#### Material provided ####

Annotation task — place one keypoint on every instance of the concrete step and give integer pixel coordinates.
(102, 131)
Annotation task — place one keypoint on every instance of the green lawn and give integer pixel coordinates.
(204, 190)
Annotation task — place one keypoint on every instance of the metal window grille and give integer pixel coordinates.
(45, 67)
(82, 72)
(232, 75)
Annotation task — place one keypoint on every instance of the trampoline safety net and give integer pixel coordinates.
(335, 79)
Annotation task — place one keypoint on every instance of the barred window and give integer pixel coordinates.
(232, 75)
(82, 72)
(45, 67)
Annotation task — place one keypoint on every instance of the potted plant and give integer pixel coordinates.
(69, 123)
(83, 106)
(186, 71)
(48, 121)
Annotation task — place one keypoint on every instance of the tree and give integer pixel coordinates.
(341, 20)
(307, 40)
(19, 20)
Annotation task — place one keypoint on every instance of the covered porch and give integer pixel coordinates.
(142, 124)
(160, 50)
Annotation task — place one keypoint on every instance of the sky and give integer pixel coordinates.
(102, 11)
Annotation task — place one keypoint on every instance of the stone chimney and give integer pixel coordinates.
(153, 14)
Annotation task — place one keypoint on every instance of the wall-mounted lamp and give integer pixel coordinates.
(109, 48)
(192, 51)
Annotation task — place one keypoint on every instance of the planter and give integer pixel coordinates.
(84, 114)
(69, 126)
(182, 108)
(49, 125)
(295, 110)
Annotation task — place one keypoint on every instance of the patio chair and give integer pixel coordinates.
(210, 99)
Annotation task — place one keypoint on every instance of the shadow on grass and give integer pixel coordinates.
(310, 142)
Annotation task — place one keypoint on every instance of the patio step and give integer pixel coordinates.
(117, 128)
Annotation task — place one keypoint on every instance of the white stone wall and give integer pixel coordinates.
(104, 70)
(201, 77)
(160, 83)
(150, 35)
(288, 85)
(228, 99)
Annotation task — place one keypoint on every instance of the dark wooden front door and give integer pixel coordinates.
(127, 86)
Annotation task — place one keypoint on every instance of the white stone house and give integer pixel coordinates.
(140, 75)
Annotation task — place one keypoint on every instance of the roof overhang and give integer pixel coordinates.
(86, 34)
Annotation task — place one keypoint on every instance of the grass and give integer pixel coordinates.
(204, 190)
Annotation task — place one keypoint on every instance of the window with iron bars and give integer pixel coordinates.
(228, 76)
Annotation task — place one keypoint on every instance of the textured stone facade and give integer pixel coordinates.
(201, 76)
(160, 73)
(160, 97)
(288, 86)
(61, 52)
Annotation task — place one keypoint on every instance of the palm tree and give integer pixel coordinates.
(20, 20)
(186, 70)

####

Could you transcribe all of the data exactly as it is given?

- Your response:
Annotation task — place one keypoint on every instance of the concrete step and give integer pixel coordinates.
(102, 131)
Annotation task — place one keypoint on every instance of the green lawn and give integer pixel coordinates.
(204, 190)
Annotation task — place one keypoint on every instance of the metal window grille and give integer pixel coordinates.
(45, 67)
(82, 72)
(232, 75)
Annotation task — place one keypoint on every instance of the trampoline safety net and give integer pixel coordinates.
(335, 79)
Annotation task — place one keypoint on every instance of the barred window and give integer pixel coordinates.
(232, 75)
(82, 72)
(45, 67)
Annotation task — place one keypoint on every instance of the potted plant and give integer pixel coordinates.
(69, 123)
(83, 106)
(186, 71)
(48, 121)
Annotation task — place one keypoint on every instance of the tree and give integer pixel coordinates.
(341, 20)
(307, 40)
(19, 20)
Annotation task — place one keypoint on every instance of the covered porch and give integer pixel coordinates.
(142, 124)
(160, 50)
Annotation task — place one keypoint on every instance of the sky and give integer pixel coordinates.
(102, 11)
Annotation task — place one keypoint on every instance of the stone chimney and give integer pixel coordinates.
(153, 14)
Annotation task — place one keypoint on every instance of the wall-mounted lamp and give integer pixel coordinates.
(109, 48)
(192, 51)
Annotation task — place one keypoint on every instance of the planter and give integer pixel coordinates.
(84, 114)
(69, 126)
(182, 108)
(49, 125)
(295, 110)
Annotation task — place one keypoint on every instance of the patio chair and give integer pixel coordinates.
(210, 99)
Annotation task — place one keypoint on every instance of the shadow on grass and give integer pixel coordinates.
(310, 142)
Annotation task — place one keypoint on every instance of the patio step and give integer pixel coordinates.
(117, 128)
Annotation task — place one keypoint on every instance of the white stone wall and give integer pixel coordinates.
(104, 70)
(201, 77)
(160, 83)
(150, 35)
(288, 85)
(228, 99)
Annotation task — place one keypoint on every instance of the dark wooden front door and give integer pixel coordinates.
(127, 86)
Annotation task — place one keypoint on every instance of the white stone house and give integer pixel coordinates.
(140, 75)
Annotation task — place one keypoint on every instance of the roof overhang and give integer pixel coordinates.
(86, 34)
Annotation task — place one keypoint on every instance of the grass and give integer pixel coordinates.
(204, 190)
Annotation task — place one keypoint on every instance of the window with iron bars and give integer pixel coordinates.
(228, 76)
Annotation task — place one keypoint on every instance of the textured stone facade and give integer pixel coordinates.
(201, 76)
(160, 73)
(160, 97)
(288, 86)
(61, 52)
Annotation task — place one keypoint on every instance of the palm tree and give integer pixel coordinates.
(20, 20)
(186, 70)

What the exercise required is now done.